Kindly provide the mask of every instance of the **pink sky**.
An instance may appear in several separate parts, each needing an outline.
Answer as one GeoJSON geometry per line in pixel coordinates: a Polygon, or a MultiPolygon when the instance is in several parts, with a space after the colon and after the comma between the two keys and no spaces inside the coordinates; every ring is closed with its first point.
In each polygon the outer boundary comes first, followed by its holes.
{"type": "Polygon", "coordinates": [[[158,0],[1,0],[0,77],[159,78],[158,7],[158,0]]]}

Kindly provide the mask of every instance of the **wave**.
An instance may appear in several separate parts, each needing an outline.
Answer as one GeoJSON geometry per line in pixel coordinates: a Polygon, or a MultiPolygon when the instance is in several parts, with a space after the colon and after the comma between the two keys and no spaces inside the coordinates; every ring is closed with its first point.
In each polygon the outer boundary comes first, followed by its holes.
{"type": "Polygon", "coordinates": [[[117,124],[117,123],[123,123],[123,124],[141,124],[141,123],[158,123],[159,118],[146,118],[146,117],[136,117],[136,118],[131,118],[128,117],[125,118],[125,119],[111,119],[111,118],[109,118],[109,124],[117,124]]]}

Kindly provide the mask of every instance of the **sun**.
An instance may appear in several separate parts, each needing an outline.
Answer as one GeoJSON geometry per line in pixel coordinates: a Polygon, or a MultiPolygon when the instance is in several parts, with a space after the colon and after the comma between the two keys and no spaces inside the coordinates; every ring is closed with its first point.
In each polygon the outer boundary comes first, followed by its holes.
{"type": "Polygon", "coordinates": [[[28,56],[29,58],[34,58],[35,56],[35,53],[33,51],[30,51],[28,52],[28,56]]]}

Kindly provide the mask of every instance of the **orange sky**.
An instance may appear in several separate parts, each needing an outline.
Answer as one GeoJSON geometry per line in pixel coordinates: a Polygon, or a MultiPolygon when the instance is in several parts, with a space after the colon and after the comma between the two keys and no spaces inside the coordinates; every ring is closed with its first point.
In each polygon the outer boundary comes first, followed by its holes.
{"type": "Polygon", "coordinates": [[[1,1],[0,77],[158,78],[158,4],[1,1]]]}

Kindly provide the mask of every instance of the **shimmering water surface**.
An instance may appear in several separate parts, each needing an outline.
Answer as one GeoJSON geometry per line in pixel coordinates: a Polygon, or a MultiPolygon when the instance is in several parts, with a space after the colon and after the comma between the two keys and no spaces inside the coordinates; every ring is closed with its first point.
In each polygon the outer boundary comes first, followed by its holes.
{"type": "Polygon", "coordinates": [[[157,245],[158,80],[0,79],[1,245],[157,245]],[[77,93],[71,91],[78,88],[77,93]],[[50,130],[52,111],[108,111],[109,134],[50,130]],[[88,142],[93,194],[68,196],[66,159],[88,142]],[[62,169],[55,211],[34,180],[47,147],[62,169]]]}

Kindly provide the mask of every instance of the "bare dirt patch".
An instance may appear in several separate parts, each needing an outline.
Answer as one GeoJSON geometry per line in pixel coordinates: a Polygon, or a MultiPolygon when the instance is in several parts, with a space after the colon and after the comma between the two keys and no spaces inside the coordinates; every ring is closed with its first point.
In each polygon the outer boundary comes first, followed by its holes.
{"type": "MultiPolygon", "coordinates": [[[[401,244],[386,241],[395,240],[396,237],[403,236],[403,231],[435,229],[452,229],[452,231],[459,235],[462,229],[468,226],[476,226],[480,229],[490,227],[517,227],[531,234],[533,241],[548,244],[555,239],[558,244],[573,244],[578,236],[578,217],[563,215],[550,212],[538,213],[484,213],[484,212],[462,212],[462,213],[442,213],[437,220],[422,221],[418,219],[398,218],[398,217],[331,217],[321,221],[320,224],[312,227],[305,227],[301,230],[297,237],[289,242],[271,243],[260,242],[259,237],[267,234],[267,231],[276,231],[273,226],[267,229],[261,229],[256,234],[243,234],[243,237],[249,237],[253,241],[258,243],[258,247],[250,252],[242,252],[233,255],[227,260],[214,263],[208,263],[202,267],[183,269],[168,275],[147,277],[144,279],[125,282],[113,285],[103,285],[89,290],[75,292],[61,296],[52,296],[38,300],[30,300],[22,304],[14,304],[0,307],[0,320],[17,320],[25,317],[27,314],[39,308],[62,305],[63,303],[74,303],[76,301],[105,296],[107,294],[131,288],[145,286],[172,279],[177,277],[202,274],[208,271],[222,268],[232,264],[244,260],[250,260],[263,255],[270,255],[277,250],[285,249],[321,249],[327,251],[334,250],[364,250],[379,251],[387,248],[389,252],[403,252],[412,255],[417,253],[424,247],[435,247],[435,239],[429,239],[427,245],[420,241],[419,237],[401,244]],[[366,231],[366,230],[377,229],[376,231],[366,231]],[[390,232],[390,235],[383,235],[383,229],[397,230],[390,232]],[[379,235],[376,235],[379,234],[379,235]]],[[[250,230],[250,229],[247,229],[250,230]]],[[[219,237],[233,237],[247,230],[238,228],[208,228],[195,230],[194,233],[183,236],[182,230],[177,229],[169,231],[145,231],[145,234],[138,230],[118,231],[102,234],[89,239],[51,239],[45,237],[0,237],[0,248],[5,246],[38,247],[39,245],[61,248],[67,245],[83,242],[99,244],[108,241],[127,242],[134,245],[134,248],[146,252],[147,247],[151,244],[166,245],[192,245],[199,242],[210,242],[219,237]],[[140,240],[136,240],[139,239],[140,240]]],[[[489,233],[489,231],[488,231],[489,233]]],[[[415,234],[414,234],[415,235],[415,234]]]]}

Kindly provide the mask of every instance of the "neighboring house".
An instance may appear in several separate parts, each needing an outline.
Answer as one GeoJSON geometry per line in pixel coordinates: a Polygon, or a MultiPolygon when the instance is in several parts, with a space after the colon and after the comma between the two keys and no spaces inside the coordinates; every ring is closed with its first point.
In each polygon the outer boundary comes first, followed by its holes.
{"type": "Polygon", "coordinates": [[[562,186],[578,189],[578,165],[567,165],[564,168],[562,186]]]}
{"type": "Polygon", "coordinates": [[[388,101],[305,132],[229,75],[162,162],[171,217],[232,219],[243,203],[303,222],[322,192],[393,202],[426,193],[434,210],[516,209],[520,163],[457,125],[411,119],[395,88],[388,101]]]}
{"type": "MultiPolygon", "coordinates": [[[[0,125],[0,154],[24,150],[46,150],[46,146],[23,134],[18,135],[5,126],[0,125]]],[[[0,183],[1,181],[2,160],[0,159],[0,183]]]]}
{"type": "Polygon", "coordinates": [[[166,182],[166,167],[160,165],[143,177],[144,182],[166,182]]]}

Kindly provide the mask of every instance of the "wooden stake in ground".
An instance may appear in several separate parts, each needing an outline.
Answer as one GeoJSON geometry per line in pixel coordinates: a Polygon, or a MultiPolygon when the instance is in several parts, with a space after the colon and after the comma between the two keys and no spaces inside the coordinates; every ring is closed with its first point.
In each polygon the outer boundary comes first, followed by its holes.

■ ■ ■

Objective: Identify each line of the data above that contains the word "provide", and copy those lines.

Solution for this problem:
Kindly provide the mask of every instance of the **pink sky**.
Kindly provide the mask of every instance of the **wave**.
Kindly provide the mask of every instance of the **sun**.
Kindly provide the mask of every instance of the **orange sky**.
Kindly provide the mask of every instance of the **shimmering water surface**.
Kindly provide the mask of every instance of the "bare dirt patch".
Kindly provide the mask of every instance of the "neighboring house".
Kindly provide the mask of every instance of the "wooden stake in ground".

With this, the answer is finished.